──────── Text segment ────────

Mohit will take over as CEO & MD from CP Gurnani after his retirement on December 19, 2023. The joining date of Mohit is not mentioned in the press release. He is finishing his tenure at Infosys on June 9, 2023.
“Appointment of Mr. Mohit Joshi, for a period of 5 (five) years with effect from 20th December, 2023 to 19th December, 2028 (both days inclusive),” Tech Mahindra said in an exchange filing.
Mohit Joshi joins the company from Infosys, where he is currently the President. Mohit has over two decades of experience in the Enterprise technology software & consulting space and has worked with the largest corporations in the world in driving digital transformation and building thriving businesses.
At Infosys, Mohit is head of the Global Financial Services & Healthcare and the Software businesses, which includes Finacle (the banking platform) and the AI/Automation portfolio, Tech Mahindra said.
According to ICICI Securities, Mohit Joshi shall join well in advance for a smooth transition, which will be in line with Gurnani’s comments at the recently held analyst meet.
“We may see following Medium term benefits of Mohit joining Tech Mahindra’s BFSI vertical ($1 billion annual revenue, 16 per cent mix) has seen some sequential decline in last five quarters, it may likely to see some arrest there,” the brokerage firm said in its note.
It further stated, Tech Mahindra is looking at accelerated growth in their Healthcare & Life Sciences vertical (clubbed in ‘others’ vertical in disclosures and currently at just over $600 million annual revenue) as they are targeting this vertical to reach $1 billion revenue in the next two to three years and Mohit’s expertise there could help achieve the same.
The company is betting big on platform business ($450 million annual revenue) where it is looking to take it to $1 bn revenue in the next three years where his expertise in the platform business is likely to benefit. We believe there is scope of TechM’s current valuation discount of 40- 50 per cent to Infy/ TCS to narrow in the future but we believe that will only happen in a gradual manner (as in when acceleration visible in their numbers) and we do not see that as an immediate possibility, ICICI Securities said in a note.
Motilal Oswal Financial Services (MOFSL) believes that this is a positive for Tech Mahindra as it will help the company scale up its BFSI vertical, which has lagged peers in recent years. Moreover, Mohit is generally regarded well in the industry and can help refresh the company’s goto-market approach, which has lagged its peers too.
“On the other hand, we will keenly monitor any leadership attrition at the company, which can have a near-term adverse impact on its business. Moreover, we expect growth and margins to remain under pressure in the near term at Tech Mahindra. We would watch for clarity on a turnaround. We reiterate our NEUTRAL rating on the stock,” MOFSL said in sector update.
However, despite of today’s run-up, Tech Mahindra in past one year has underperformed the market by falling 22 per cent, as compared to 7 per cent rally in the S&P BSE Sensex.

──────── Source data ────────

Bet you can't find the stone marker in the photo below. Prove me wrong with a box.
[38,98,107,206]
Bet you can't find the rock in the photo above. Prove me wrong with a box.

────────

• Written tasks:
**1)** Print the part of the CEO appointment text that opens with the words containing "The company is" and closes with "said in a note.".
**2)** Do these statements agree with the CEO appointment text? For each, answer yes or no and quote the deciding words.
(a) Mohit Joshi is appointed for a five-year term.
(b) Over the past year, Tech Mahindra outperformed the S&P BSE Sensex.
(c) MOFSL upgraded its rating on the stock.
Answer from the CEO appointment text alone, not from the material.

• The replies:
**1)**
The company is betting big on platform business ($450 million annual revenue) where it is looking to take it to $1 bn revenue in the next three years where his expertise in the platform business is likely to benefit. We believe there is scope of TechM’s current valuation discount of 40- 50 per cent to Infy/ TCS to narrow in the future but we believe that will only happen in a gradual manner (as in when acceleration visible in their numbers) and we do not see that as an immediate possibility, ICICI Securities said in a note.

**2)**
(a) Yes: "for a period of 5 (five) years with effect from 20th December, 2023 to 19th December, 2028 (both days inclusive)"
(b) No: "Tech Mahindra in past one year has underperformed the market by falling 22 per cent, as compared to 7 per cent rally in the S&P BSE Sensex"
(c) No: "We reiterate our NEUTRAL rating on the stock"